TASK PROMPT:
Write out all the records below word for word, leaving out the pictures.

DATASET RECORDS:
────────
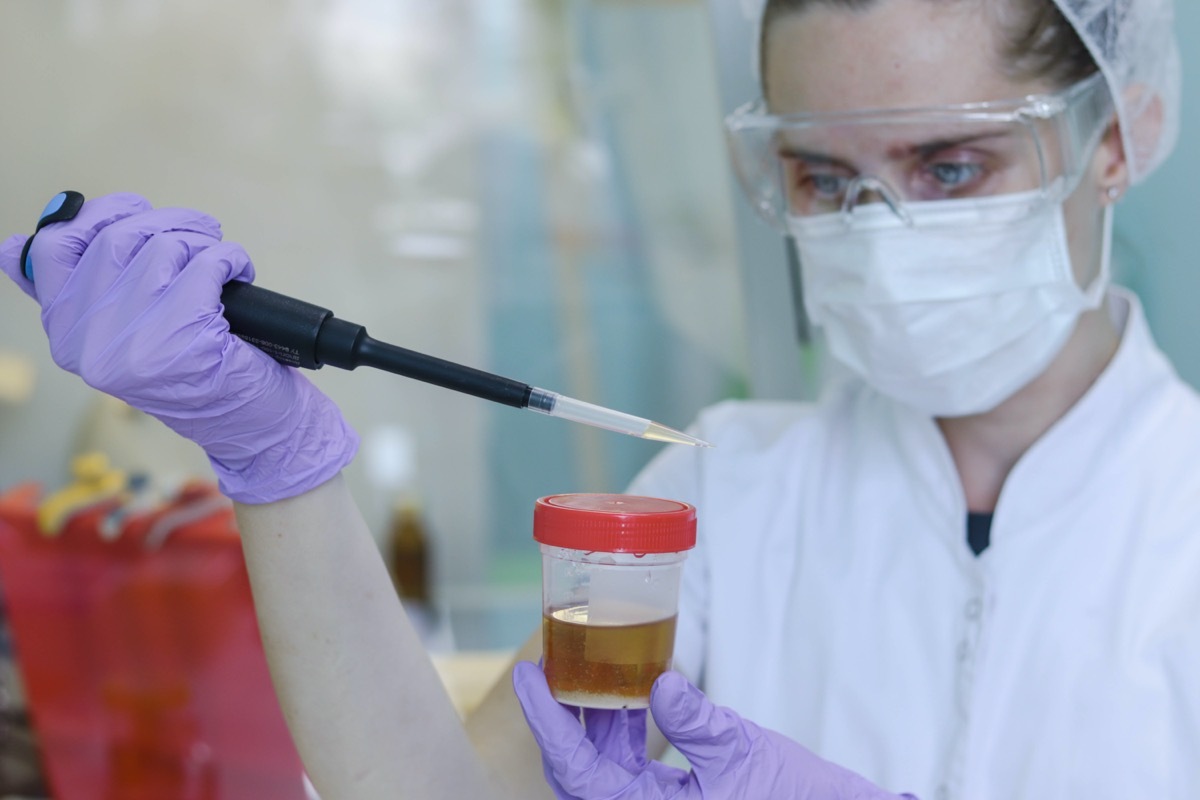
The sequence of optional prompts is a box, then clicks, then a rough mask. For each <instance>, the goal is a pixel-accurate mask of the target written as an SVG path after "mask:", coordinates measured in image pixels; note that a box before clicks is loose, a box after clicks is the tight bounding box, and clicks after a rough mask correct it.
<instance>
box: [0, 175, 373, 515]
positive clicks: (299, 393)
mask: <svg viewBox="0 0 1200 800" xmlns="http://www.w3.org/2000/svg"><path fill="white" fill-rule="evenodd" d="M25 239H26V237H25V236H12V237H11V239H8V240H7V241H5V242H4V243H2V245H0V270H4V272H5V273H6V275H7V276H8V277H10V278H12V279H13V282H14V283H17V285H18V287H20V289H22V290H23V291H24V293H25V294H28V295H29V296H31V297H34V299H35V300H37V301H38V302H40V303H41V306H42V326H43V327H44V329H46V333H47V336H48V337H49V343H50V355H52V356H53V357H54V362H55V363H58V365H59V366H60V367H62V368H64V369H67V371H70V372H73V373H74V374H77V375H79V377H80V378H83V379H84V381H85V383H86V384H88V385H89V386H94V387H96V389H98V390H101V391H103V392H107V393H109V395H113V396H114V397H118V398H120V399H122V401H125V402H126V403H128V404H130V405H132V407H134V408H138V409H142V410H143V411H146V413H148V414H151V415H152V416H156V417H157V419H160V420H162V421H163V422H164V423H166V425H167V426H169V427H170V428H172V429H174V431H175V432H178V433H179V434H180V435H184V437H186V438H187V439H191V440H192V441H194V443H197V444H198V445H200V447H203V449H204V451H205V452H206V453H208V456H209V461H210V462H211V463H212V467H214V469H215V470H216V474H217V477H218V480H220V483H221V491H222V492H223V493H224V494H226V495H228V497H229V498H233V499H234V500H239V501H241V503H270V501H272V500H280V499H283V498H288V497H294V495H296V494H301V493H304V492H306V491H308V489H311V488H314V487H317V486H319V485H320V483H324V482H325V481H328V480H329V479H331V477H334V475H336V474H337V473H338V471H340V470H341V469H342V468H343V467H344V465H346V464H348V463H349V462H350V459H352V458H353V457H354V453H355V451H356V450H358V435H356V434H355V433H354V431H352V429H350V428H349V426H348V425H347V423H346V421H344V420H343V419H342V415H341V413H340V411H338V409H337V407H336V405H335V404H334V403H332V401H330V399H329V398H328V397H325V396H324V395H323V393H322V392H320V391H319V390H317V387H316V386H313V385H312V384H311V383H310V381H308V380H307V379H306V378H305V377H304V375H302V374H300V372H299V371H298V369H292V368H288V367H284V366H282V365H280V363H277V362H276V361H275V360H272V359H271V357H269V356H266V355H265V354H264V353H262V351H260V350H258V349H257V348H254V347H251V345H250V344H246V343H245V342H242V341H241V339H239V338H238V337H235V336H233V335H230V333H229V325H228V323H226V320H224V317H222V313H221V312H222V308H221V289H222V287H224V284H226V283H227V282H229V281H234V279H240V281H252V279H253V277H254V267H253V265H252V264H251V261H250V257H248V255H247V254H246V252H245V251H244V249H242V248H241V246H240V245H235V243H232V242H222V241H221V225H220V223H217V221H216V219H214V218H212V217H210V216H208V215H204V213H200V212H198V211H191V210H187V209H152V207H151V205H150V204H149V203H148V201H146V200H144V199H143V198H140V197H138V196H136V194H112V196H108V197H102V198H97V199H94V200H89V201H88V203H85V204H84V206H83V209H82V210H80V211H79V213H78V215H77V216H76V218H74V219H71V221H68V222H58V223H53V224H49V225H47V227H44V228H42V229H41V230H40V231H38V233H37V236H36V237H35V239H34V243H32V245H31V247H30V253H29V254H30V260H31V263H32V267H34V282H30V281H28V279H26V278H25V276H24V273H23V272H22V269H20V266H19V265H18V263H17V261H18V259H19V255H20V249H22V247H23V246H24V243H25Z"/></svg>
────────
WRITTEN RESPONSE:
The sequence of optional prompts is a box, then clicks, then a rough mask. For each <instance>, the goal is a pixel-accurate mask of the target written as an SVG path after "mask:", coordinates measured in image pixels; note that a box before clicks is loose, a box after clicks is the tight bounding box, and clicks after a rough mask correct it.
<instance>
box: [0, 175, 373, 515]
positive clicks: (299, 393)
mask: <svg viewBox="0 0 1200 800" xmlns="http://www.w3.org/2000/svg"><path fill="white" fill-rule="evenodd" d="M25 239H26V237H25V236H12V237H11V239H8V240H7V241H5V242H4V243H2V245H0V270H4V272H5V273H6V275H7V276H8V277H10V278H12V279H13V282H14V283H17V285H18V287H20V289H22V290H23V291H24V293H25V294H28V295H29V296H31V297H34V299H35V300H37V301H38V302H40V303H41V306H42V326H43V327H44V329H46V333H47V336H48V337H49V343H50V355H52V356H53V357H54V362H55V363H58V365H59V366H60V367H62V368H64V369H67V371H70V372H73V373H74V374H77V375H79V377H80V378H83V379H84V381H85V383H86V384H88V385H89V386H94V387H96V389H98V390H101V391H103V392H107V393H109V395H113V396H114V397H118V398H120V399H122V401H125V402H126V403H128V404H130V405H132V407H134V408H138V409H142V410H143V411H146V413H148V414H151V415H152V416H156V417H157V419H160V420H162V421H163V422H164V423H166V425H167V426H169V427H170V428H172V429H174V431H175V432H178V433H179V434H180V435H184V437H186V438H187V439H191V440H192V441H194V443H197V444H198V445H200V447H203V449H204V451H205V452H206V453H208V456H209V461H210V462H211V463H212V467H214V469H215V470H216V474H217V477H218V480H220V483H221V491H222V492H223V493H224V494H226V495H228V497H229V498H233V499H234V500H239V501H241V503H270V501H272V500H280V499H283V498H288V497H294V495H296V494H301V493H304V492H306V491H308V489H311V488H314V487H317V486H319V485H320V483H324V482H325V481H328V480H329V479H331V477H334V475H336V474H337V473H338V471H340V470H341V469H342V468H343V467H344V465H346V464H348V463H349V462H350V459H352V458H353V457H354V453H355V451H356V450H358V435H356V434H355V433H354V431H352V429H350V428H349V426H348V425H347V423H346V421H344V420H343V419H342V415H341V413H340V411H338V409H337V407H336V405H335V404H334V403H332V401H330V399H329V398H328V397H325V396H324V395H323V393H322V392H320V391H319V390H317V387H316V386H313V385H312V384H311V383H310V381H308V380H307V379H306V378H305V377H304V375H302V374H300V372H299V371H298V369H292V368H288V367H284V366H282V365H280V363H277V362H276V361H275V360H272V359H271V357H269V356H266V355H265V354H264V353H262V351H260V350H258V349H257V348H254V347H251V345H250V344H246V343H245V342H242V341H241V339H239V338H238V337H235V336H233V335H230V333H229V325H228V323H226V320H224V317H222V313H221V312H222V308H221V289H222V287H224V284H226V283H227V282H229V281H234V279H240V281H252V279H253V277H254V267H253V265H252V264H251V261H250V257H248V255H247V254H246V252H245V251H244V249H242V248H241V246H240V245H235V243H232V242H222V241H221V225H220V223H217V221H216V219H214V218H212V217H210V216H208V215H204V213H200V212H198V211H191V210H187V209H152V207H151V205H150V204H149V203H148V201H146V200H144V199H143V198H140V197H138V196H136V194H112V196H108V197H102V198H97V199H94V200H89V201H88V203H85V204H84V206H83V209H82V210H80V211H79V213H78V215H77V216H76V218H74V219H71V221H68V222H58V223H53V224H49V225H47V227H44V228H42V229H41V230H40V231H38V233H37V236H36V237H35V239H34V243H32V245H31V247H30V253H29V254H30V260H31V263H32V267H34V282H30V281H28V279H26V278H25V276H24V273H23V272H22V269H20V266H19V265H18V263H17V261H18V259H19V255H20V249H22V247H23V246H24V243H25Z"/></svg>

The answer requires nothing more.